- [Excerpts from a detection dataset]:
○ ○ ○ ○

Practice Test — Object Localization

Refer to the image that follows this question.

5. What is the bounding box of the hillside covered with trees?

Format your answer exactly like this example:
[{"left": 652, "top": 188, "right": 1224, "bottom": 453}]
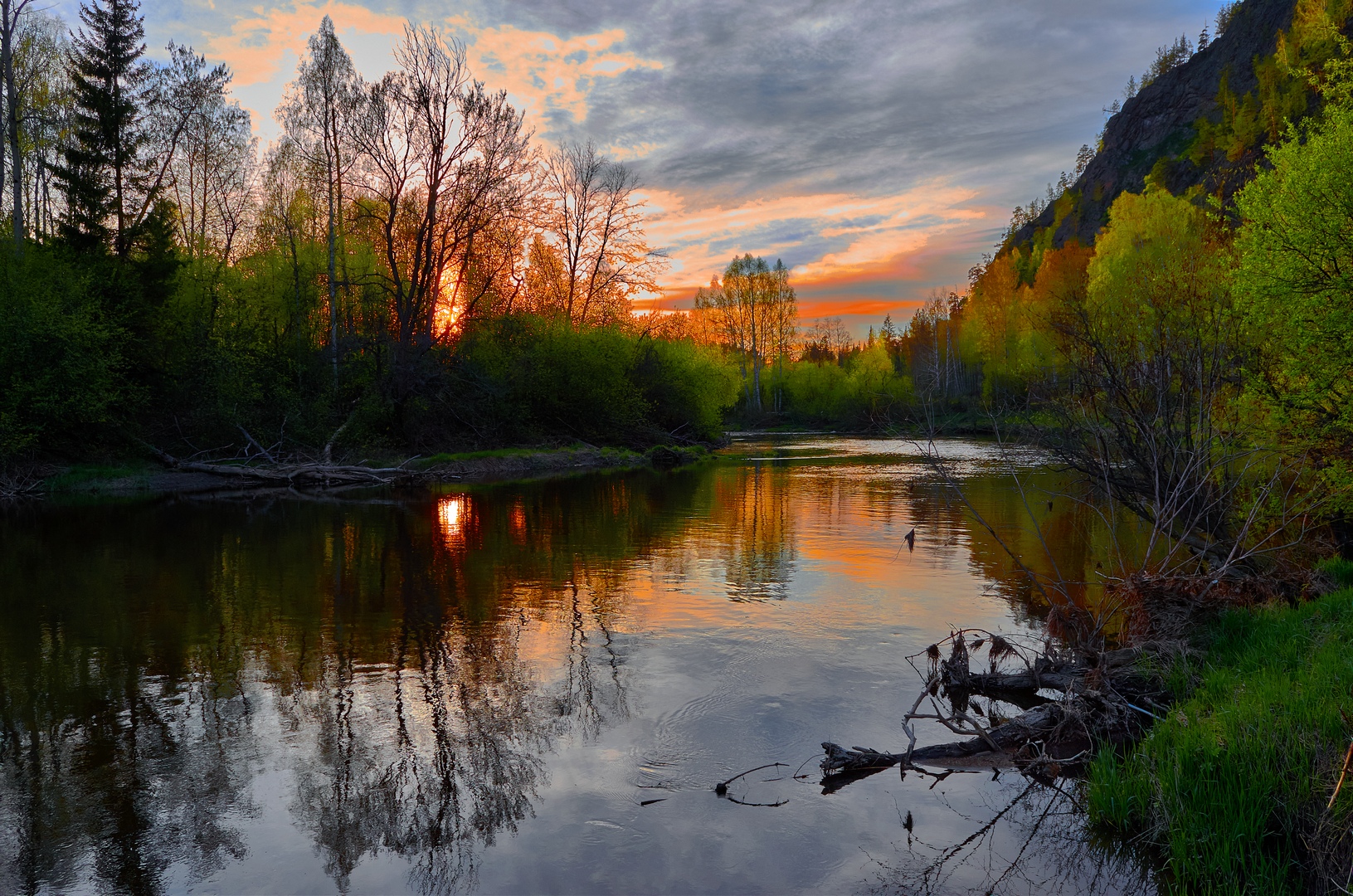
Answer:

○ ○ ○ ○

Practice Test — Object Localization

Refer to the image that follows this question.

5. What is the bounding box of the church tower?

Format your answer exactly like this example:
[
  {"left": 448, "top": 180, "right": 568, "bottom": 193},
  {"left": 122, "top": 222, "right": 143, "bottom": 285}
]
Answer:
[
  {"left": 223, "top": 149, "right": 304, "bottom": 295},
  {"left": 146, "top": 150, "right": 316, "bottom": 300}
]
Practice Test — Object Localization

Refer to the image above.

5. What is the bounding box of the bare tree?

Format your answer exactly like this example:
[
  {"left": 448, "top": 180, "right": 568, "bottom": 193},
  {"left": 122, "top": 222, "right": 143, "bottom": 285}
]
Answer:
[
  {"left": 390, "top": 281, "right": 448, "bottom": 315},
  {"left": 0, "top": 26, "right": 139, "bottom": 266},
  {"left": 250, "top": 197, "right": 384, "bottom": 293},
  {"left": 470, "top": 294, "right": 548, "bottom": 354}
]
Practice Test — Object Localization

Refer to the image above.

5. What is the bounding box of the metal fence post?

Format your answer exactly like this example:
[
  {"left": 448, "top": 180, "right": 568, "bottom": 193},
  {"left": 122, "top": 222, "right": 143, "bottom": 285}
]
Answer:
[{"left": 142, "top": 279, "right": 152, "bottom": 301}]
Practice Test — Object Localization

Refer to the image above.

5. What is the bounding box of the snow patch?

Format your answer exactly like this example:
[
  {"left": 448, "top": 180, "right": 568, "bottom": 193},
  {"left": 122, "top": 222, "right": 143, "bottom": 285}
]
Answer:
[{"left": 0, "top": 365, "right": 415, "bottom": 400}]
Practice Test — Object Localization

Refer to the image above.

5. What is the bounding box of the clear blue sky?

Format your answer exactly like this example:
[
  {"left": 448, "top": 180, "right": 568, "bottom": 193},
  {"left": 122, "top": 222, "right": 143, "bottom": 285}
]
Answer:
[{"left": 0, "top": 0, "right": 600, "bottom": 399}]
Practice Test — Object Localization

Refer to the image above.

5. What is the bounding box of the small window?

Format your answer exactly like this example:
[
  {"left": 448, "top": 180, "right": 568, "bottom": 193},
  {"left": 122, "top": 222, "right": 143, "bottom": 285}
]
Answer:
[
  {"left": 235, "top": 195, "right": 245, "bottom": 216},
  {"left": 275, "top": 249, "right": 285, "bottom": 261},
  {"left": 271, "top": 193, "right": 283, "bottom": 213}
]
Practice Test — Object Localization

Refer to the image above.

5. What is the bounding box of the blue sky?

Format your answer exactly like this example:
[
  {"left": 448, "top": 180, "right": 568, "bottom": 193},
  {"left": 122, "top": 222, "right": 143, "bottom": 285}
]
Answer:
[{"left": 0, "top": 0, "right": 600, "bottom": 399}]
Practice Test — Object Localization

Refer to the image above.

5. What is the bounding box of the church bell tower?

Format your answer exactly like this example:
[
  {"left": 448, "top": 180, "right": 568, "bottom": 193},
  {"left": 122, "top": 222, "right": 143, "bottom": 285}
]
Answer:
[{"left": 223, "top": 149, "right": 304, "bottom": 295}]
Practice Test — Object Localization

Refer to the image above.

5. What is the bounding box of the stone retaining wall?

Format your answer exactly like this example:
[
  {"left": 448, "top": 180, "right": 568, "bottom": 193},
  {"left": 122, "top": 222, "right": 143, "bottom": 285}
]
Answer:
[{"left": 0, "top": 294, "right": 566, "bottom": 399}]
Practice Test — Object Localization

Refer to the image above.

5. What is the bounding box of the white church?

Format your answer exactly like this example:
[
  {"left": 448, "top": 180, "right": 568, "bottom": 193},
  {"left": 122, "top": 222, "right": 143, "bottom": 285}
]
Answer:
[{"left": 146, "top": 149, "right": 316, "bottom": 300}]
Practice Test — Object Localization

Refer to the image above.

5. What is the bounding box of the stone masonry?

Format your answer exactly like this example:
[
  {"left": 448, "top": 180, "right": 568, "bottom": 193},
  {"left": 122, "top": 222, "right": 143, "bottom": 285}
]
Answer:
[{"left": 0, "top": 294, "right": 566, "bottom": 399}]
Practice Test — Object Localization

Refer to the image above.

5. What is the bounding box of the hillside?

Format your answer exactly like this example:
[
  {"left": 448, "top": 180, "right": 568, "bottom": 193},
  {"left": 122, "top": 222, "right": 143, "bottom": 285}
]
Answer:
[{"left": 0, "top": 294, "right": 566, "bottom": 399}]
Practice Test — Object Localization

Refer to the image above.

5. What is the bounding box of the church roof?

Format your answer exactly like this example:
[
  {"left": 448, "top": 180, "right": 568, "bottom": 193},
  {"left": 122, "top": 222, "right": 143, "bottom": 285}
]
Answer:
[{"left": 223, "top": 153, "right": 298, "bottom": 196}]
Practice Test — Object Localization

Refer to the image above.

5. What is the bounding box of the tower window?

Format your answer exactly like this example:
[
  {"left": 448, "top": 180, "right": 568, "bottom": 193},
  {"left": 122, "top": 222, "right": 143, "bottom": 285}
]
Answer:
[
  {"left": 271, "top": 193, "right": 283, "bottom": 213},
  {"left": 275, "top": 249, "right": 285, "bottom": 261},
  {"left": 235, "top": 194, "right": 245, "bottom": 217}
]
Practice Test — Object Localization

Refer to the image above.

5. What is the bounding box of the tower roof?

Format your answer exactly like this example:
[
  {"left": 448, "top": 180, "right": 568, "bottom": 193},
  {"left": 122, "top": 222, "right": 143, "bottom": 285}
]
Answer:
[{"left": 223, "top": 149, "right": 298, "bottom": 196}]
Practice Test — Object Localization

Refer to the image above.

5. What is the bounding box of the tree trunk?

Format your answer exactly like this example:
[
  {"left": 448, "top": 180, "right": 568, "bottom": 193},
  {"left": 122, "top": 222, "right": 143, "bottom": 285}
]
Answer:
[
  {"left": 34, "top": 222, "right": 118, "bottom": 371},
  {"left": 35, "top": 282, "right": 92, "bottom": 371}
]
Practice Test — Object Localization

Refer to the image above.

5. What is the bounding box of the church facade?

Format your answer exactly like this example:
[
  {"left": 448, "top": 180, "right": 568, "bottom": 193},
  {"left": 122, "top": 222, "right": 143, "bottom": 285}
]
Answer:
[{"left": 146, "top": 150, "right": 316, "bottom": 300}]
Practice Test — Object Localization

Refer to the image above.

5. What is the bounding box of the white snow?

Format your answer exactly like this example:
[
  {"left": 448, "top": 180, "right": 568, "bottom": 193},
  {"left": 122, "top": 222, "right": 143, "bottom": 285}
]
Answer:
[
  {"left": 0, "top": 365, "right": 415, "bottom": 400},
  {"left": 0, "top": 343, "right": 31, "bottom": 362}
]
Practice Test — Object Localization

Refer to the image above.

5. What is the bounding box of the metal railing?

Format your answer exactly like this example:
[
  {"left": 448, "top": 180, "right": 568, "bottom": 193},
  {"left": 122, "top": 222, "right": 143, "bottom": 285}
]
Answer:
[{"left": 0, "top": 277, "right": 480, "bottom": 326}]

○ ○ ○ ○

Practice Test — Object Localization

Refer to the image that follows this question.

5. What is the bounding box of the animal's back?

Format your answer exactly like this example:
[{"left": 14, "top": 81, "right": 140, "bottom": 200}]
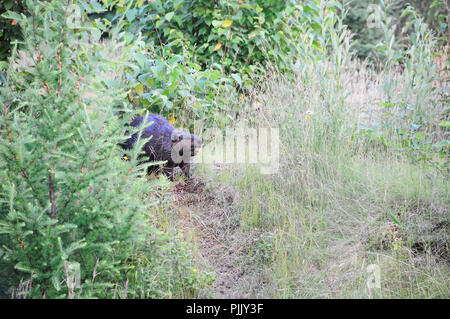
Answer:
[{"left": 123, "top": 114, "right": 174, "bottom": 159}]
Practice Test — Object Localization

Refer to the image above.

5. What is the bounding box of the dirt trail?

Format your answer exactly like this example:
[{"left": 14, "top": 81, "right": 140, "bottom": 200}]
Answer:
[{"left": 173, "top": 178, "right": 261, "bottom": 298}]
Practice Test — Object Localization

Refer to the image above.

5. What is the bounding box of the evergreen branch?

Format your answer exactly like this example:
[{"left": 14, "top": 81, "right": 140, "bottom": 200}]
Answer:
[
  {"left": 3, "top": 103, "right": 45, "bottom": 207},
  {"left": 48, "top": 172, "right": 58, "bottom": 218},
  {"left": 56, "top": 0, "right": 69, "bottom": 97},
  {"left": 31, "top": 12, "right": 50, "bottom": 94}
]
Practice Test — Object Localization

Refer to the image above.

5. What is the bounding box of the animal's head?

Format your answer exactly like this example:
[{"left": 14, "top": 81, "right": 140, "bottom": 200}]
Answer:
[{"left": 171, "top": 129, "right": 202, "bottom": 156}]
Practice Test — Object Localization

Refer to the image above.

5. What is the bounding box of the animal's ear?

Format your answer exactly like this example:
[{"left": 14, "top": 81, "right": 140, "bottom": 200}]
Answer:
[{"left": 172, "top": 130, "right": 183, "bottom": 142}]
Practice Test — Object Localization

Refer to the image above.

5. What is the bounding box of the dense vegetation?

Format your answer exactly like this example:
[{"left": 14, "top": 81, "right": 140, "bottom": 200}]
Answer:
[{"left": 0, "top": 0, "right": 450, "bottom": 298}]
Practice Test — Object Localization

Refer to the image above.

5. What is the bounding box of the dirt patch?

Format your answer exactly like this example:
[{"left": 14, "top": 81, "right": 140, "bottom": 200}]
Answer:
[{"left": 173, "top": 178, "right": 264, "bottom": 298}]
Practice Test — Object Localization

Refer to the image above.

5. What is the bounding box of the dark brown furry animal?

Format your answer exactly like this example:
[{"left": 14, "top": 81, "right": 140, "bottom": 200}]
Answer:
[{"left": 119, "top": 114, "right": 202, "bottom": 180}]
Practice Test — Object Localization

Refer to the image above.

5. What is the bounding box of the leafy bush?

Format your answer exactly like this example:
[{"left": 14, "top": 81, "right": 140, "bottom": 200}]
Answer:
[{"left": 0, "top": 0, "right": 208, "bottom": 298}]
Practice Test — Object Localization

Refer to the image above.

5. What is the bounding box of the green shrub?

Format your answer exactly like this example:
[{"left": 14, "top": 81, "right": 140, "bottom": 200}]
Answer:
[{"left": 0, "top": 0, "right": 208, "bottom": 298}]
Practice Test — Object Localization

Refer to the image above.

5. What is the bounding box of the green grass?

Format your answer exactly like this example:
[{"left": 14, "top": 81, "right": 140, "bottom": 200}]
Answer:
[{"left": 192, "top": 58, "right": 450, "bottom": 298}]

○ ○ ○ ○

- [Exercise details]:
Count the lines in the material above that contain the string "blue", matching case exactly. Give only the number.

- [The solution]:
2